PROBLEM TO WORK ON: Recast every line of the records below as a Markdown table with two columns, Row and Line. Put the row number in the first column and the line in the second, and leave out blank lines.

* Start SUPPLIED MATERIAL *

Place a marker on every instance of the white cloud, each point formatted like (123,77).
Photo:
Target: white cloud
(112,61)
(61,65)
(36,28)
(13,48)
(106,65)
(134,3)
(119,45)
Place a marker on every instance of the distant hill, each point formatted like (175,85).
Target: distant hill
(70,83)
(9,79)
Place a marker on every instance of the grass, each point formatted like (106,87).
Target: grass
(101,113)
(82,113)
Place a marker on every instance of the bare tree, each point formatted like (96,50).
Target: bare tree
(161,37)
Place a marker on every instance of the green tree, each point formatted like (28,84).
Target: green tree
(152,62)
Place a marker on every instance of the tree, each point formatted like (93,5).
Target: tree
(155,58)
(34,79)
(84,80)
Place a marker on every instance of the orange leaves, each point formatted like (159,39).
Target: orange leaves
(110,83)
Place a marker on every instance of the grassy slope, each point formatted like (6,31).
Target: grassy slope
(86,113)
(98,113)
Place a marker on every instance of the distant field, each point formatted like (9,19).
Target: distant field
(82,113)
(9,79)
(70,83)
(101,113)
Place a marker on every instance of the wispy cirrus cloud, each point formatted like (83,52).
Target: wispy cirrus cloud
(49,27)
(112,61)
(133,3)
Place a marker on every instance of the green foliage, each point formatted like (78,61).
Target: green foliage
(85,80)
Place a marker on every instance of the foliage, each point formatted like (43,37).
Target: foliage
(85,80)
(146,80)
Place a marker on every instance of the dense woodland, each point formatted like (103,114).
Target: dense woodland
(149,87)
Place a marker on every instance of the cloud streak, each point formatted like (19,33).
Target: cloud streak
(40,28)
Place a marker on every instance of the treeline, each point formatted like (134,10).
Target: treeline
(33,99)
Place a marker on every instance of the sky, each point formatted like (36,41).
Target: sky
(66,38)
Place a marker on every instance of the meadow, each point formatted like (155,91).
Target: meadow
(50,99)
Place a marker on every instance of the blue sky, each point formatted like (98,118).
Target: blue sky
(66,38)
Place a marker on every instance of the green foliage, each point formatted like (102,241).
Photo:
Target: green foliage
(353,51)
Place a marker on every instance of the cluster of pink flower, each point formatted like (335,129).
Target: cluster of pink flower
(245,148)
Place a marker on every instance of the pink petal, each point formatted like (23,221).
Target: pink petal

* End SUPPLIED MATERIAL *

THE RESULT:
| Row | Line |
|---|---|
| 1 | Place a marker on every instance of the white cloud, each point formatted like (123,77). |
| 2 | Photo: |
| 3 | Target: white cloud |
| 4 | (112,61) |
| 5 | (61,65) |
| 6 | (36,28) |
| 7 | (13,48) |
| 8 | (106,65) |
| 9 | (134,3) |
| 10 | (119,45) |
| 11 | Place a marker on every instance of the distant hill, each point formatted like (175,85). |
| 12 | Target: distant hill |
| 13 | (70,83) |
| 14 | (9,79) |
| 15 | Place a marker on every instance of the grass, each point formatted like (106,87). |
| 16 | Target: grass |
| 17 | (101,113) |
| 18 | (82,113) |
| 19 | Place a marker on every instance of the bare tree, each point formatted like (96,50). |
| 20 | Target: bare tree |
| 21 | (161,37) |
| 22 | Place a marker on every instance of the green tree, each point formatted like (28,84). |
| 23 | Target: green tree |
| 24 | (152,62) |
| 25 | Place a marker on every instance of the tree, each point formatted like (93,5). |
| 26 | Target: tree |
| 27 | (155,58) |
| 28 | (34,79) |
| 29 | (84,80) |
| 30 | Place a marker on every instance of the orange leaves, each point formatted like (159,39). |
| 31 | Target: orange leaves |
| 32 | (110,83) |
| 33 | Place a marker on every instance of the grassy slope, each point formatted like (6,31). |
| 34 | Target: grassy slope |
| 35 | (86,113) |
| 36 | (98,113) |
| 37 | Place a marker on every instance of the distant field, each point formatted like (9,19). |
| 38 | Target: distant field |
| 39 | (82,113) |
| 40 | (9,79) |
| 41 | (70,83) |
| 42 | (101,113) |
| 43 | Place a marker on every instance of the wispy cirrus cloud, each point formatted like (83,52). |
| 44 | Target: wispy cirrus cloud |
| 45 | (49,27) |
| 46 | (112,61) |
| 47 | (133,3) |
| 48 | Place a marker on every instance of the green foliage, each point formatted like (78,61). |
| 49 | Target: green foliage |
| 50 | (85,80) |
| 51 | Place a marker on every instance of the foliage, each point formatted like (43,37). |
| 52 | Target: foliage |
| 53 | (85,80) |
| 54 | (146,80) |
| 55 | Place a marker on every instance of the dense woodland, each point formatted like (103,114). |
| 56 | Target: dense woodland |
| 57 | (149,87) |
| 58 | Place a marker on every instance of the cloud streak, each point formatted like (19,33). |
| 59 | Target: cloud streak |
| 60 | (40,28) |
| 61 | Place a marker on every instance of the treeline, each point formatted like (134,10). |
| 62 | Target: treeline |
| 63 | (33,99) |
| 64 | Place a marker on every instance of the sky, each point formatted like (36,41). |
| 65 | Target: sky |
| 66 | (66,38) |
| 67 | Place a marker on every instance of the meadow, each point formatted like (155,91). |
| 68 | Target: meadow |
| 69 | (50,99) |
| 70 | Place a marker on every instance of the blue sky, each point formatted like (98,118). |
| 71 | Target: blue sky |
| 72 | (66,38) |
| 73 | Place a marker on every instance of the green foliage, each point formatted like (102,241). |
| 74 | Photo: |
| 75 | Target: green foliage |
| 76 | (353,51) |
| 77 | Place a marker on every instance of the cluster of pink flower, each point formatted like (335,129). |
| 78 | Target: cluster of pink flower |
| 79 | (245,148) |
| 80 | Place a marker on every instance of the pink petal, each point formatted like (23,221). |
| 81 | Target: pink petal |